*REQUIRED TASK*: Return each entry exactly, with none missing.

*DATASET ROWS*:
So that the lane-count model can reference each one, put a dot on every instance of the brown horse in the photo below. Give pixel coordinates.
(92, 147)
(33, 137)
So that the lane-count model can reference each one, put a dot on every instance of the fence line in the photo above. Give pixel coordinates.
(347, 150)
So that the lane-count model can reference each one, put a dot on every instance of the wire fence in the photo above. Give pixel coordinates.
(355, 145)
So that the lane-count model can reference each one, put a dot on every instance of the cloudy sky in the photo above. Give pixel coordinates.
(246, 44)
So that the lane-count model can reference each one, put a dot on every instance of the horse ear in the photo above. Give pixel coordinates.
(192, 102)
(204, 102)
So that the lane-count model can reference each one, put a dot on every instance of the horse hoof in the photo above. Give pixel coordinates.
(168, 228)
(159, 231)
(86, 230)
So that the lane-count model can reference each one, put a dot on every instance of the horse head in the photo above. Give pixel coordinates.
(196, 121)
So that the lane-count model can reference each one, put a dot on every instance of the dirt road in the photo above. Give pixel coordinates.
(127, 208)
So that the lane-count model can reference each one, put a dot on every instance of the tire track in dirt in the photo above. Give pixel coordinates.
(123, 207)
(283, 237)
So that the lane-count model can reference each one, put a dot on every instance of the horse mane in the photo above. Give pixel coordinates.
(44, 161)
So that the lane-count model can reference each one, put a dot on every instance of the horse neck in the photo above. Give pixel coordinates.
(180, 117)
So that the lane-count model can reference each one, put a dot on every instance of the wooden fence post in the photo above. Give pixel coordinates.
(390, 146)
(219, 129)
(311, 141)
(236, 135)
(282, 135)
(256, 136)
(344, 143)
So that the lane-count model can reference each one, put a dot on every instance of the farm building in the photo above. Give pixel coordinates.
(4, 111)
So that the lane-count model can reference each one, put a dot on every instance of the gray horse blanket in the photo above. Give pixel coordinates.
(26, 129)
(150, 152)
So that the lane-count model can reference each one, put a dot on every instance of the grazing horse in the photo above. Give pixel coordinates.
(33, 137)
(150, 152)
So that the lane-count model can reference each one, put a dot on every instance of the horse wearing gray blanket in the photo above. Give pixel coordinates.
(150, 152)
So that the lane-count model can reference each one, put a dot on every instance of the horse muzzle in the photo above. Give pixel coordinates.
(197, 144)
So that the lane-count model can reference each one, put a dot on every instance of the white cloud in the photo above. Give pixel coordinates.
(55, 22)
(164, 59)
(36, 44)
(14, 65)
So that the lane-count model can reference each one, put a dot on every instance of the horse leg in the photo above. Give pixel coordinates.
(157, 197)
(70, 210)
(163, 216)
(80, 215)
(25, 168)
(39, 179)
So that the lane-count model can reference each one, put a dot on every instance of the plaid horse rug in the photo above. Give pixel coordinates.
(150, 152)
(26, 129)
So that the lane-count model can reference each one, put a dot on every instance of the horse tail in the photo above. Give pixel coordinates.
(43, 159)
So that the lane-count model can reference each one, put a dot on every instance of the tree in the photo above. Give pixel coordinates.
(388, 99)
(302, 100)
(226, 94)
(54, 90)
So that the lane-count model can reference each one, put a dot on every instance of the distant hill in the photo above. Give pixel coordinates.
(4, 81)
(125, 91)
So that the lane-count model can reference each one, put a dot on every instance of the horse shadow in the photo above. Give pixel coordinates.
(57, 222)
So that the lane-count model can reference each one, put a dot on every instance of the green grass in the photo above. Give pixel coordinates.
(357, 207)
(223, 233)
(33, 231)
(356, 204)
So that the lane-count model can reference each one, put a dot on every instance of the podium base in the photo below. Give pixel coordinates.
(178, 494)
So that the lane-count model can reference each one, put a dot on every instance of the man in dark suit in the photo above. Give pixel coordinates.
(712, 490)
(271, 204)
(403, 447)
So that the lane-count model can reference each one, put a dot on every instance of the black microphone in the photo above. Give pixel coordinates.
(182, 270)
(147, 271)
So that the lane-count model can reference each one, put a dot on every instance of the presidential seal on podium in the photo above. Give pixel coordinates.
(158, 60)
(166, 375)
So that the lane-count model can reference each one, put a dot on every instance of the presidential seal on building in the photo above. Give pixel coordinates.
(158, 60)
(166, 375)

*EXERCISE ANSWER*:
So that the lane-count model can reference each one, put a dot on every instance of the brown horse in the photo below. Give pixel coordinates.
(92, 147)
(33, 137)
So that the lane-count model can reference each one, put a dot on every instance of the fence line in the photo above. Give pixel coordinates.
(347, 150)
So that the lane-count model can reference each one, put a dot on every instance of the wire fence in the photo above. Give pixel coordinates.
(355, 145)
So that the lane-count model can reference each one, put a dot on every instance of the cloudy sky in the photo above. Give pixel coordinates.
(246, 44)
So that the lane-count model can reference each one, put a dot on every instance of the horse ear in the photo above. Give pixel coordinates.
(192, 102)
(204, 102)
So that the lane-count model can reference each one, put a dot on every instance of the horse hoof in the photo above. Give pixel coordinates.
(168, 228)
(159, 231)
(86, 230)
So that the lane-count model can reference each one, put a dot on every instance of the horse head in the photo above. Give pixel coordinates.
(196, 121)
So that the lane-count model can reference each one, put a dot on every instance of the dirt road in the photo above. Give pixel coordinates.
(127, 208)
So that the lane-count model can reference each one, put a dot on every instance of the tire track in dirt in the photo above. Give pixel coordinates.
(123, 207)
(283, 237)
So that the lane-count model can reference each one, put a dot on every instance of the horse mane in the photo above. Give pixel coordinates.
(44, 161)
So that the lane-count model can reference each one, put a dot on every instance of the horse neck in the photo above. Give pixel coordinates.
(180, 117)
So that the lane-count model can reference each one, put a dot on every instance of the wooden fence post in the photo above. Give pixel coordinates.
(390, 146)
(219, 129)
(311, 141)
(236, 135)
(282, 135)
(256, 136)
(344, 143)
So that the lane-count model can reference each one, put a dot on every instance of the farm building in the photo above. Give pixel coordinates.
(4, 111)
So that the lane-count model can reference each one, put a dot on every instance of the gray horse blanket in the photo above. Give pixel coordinates.
(26, 129)
(150, 152)
So that the lane-count model can reference each one, put a dot on every instance of the grazing horse in the photo above. Give pixel coordinates.
(33, 137)
(150, 152)
So that the lane-count model can reference each one, put a dot on every instance of the horse wearing gray blanket in the photo above. Give pixel coordinates.
(150, 152)
So that the lane-count model can reference each one, put a dot on every instance of the horse muzzle in the photo above. Give pixel coordinates.
(197, 144)
So that the lane-count model can reference each one, put a dot on every instance of the white cloud in the photo above. Give pixel coordinates.
(55, 22)
(164, 59)
(36, 44)
(14, 65)
So that the lane-count model can reference each one, put a dot on every instance of the horse leg in the photo above. Give pixel coordinates.
(157, 197)
(70, 210)
(163, 216)
(80, 215)
(25, 168)
(39, 179)
So that the lane-count model can reference each one, put a dot on every instance of the plaid horse rug in the photo above. Give pixel coordinates.
(150, 152)
(26, 129)
So that the lane-count model can reference each one, put a dot on every instance of the horse tail in the photo above. Give pixel coordinates.
(43, 159)
So that the lane-count model can reference each one, put a dot on every instance of the tree in the photo above. Give pixel coordinates.
(388, 99)
(302, 100)
(226, 94)
(54, 90)
So that the lane-count model can reference each one, put a dot on every instance of the distant hill in the photo above. Give pixel coordinates.
(4, 81)
(125, 91)
So that the lane-count model can reference each one, put a dot on every instance of the horse shadow in the photo above. Give pixel coordinates.
(57, 222)
So that the lane-count model can reference each one, put a dot on every instance of the green grass in the photo above. Give pixel coordinates.
(357, 207)
(223, 233)
(33, 231)
(356, 204)
So that the lane-count model can reference each one, put a dot on every instance of the podium base in the photo below. Give pixel coordinates.
(178, 494)
So that the lane-count model can reference each one, put a dot on every instance of the man in dark suit in the photo above. Give pixel coordinates.
(712, 490)
(271, 204)
(403, 447)
So that the lane-count model can reference each one, put a dot on every instance of the black microphone in the photo above. Give pixel coordinates.
(182, 270)
(147, 271)
So that the lane-count model can reference each one, put a dot on every instance of the presidential seal on podium in the photo above. Give pixel coordinates.
(158, 60)
(166, 375)
So that the lane-count model can reference each one, put a dot on every instance of the presidential seal on building in the photo above. Give pixel coordinates.
(158, 60)
(166, 375)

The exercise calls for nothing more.